▸ What the task asks
Reproduce everything in the rows below, from the line containing "of the smoke" down to the last line, and keep every character unchanged.

──────── Data ────────

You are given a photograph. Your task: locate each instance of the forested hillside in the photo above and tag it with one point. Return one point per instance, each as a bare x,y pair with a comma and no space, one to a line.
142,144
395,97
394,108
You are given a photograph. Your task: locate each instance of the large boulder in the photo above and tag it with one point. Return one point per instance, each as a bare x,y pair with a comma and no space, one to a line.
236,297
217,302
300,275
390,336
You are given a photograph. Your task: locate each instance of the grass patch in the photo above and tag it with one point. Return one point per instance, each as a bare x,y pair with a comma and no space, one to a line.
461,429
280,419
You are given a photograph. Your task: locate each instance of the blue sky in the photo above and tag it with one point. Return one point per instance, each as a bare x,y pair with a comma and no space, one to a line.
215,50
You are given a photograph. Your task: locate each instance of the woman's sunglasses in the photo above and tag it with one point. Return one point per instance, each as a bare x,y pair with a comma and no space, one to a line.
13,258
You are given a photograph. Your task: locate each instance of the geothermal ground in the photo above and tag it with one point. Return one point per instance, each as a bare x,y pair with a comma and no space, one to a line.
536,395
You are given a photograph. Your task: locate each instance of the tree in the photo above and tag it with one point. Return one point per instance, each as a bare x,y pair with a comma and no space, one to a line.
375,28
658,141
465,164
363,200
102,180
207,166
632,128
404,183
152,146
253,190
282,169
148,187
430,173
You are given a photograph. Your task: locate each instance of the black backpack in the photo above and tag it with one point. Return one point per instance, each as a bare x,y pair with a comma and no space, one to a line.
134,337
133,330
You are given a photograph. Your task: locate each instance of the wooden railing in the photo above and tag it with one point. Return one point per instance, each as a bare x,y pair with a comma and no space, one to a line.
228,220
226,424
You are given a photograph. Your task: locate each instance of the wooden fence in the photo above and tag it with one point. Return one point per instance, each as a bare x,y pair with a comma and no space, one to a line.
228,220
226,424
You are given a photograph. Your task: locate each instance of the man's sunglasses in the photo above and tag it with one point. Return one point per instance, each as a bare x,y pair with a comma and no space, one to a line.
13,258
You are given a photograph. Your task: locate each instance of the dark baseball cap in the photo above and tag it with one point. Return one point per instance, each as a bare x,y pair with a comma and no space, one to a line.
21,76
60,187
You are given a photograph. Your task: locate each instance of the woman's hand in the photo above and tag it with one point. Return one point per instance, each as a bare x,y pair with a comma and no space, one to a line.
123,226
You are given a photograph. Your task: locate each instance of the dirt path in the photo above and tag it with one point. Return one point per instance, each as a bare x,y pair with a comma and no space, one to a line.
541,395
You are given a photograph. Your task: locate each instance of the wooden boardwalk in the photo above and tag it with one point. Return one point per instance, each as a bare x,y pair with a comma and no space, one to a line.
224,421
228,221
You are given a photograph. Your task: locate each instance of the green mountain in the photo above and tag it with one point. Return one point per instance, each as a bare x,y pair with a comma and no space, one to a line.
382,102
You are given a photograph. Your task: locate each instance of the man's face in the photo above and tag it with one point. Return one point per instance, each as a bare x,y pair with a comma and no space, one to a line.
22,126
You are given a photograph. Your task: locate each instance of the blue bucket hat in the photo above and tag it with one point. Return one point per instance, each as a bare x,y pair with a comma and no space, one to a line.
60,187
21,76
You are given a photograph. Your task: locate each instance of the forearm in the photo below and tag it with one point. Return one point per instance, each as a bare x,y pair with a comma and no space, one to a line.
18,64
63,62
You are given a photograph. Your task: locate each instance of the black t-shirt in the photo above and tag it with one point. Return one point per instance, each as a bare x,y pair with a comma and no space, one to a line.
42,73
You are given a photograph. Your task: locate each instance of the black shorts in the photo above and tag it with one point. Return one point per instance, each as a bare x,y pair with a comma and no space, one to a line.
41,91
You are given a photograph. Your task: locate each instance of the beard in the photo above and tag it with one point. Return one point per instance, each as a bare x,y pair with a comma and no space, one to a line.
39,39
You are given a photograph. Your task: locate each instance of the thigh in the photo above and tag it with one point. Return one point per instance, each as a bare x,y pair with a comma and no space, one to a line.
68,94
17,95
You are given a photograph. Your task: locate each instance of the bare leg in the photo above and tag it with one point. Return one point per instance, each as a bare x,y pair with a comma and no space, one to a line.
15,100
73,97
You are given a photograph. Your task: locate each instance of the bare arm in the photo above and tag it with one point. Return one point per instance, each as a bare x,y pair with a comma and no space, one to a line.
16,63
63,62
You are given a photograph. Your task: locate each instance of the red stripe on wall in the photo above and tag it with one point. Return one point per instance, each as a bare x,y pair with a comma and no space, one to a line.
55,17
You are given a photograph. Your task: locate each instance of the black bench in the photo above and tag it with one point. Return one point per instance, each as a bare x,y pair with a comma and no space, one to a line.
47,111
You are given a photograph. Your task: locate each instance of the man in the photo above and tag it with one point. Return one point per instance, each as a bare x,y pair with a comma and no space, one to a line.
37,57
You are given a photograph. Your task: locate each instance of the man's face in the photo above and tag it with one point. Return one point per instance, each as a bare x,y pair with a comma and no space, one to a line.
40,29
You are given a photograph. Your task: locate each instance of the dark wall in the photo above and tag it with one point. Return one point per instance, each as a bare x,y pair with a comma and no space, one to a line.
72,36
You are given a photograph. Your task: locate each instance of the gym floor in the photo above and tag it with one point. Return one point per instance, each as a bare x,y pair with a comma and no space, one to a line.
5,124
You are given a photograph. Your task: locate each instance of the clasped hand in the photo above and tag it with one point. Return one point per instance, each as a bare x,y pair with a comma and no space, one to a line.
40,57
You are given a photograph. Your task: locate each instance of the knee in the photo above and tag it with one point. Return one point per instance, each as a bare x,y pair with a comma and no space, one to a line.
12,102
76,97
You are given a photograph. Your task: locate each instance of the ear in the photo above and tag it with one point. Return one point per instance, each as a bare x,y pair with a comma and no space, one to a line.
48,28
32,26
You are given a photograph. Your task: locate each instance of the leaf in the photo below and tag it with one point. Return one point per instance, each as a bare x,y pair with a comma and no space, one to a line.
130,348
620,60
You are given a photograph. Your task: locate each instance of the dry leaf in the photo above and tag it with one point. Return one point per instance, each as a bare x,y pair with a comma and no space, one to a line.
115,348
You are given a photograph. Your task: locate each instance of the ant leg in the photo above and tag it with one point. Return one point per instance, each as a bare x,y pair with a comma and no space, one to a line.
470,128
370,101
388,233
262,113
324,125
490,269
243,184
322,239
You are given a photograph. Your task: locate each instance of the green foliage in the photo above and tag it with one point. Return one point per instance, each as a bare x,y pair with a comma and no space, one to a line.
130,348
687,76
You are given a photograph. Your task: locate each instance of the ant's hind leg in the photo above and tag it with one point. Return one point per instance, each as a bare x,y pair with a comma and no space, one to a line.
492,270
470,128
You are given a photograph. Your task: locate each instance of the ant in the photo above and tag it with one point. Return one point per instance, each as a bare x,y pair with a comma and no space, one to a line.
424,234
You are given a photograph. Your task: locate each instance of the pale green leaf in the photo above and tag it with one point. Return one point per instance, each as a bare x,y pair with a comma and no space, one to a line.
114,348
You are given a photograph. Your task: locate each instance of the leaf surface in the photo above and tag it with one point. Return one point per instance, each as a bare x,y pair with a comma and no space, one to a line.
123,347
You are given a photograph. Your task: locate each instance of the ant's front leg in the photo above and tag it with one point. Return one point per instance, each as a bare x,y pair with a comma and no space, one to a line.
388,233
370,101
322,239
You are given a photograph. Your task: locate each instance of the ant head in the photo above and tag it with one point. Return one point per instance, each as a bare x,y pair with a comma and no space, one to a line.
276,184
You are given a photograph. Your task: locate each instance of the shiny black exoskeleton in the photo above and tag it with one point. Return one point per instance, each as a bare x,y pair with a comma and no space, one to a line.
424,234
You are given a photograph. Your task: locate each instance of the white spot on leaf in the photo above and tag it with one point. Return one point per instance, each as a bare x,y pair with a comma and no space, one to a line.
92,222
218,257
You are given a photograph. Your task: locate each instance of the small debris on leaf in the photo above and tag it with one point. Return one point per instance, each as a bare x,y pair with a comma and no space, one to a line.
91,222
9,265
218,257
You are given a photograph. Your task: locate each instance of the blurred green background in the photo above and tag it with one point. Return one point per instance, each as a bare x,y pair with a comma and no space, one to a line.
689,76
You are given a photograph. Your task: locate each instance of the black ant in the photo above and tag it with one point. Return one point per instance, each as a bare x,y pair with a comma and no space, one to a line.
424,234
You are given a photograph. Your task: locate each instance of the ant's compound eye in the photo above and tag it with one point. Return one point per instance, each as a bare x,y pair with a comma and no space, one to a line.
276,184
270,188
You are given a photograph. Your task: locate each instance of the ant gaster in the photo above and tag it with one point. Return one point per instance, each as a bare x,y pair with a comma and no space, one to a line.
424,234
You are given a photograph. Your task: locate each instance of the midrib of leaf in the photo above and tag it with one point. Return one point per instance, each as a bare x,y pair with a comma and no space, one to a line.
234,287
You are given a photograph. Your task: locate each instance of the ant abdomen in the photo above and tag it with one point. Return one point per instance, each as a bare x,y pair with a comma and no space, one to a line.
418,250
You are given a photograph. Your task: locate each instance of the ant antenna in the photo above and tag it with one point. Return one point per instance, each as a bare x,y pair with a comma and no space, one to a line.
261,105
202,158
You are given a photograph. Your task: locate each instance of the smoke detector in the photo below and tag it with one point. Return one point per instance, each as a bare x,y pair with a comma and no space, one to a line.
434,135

────────

▸ Reply to the exercise
You are given a photograph. Your task: locate each instance of the smoke detector in the photo below and tag it with one point. Return one point per instance, each as a bare x,y pair with a comma and no space, one to a line.
434,135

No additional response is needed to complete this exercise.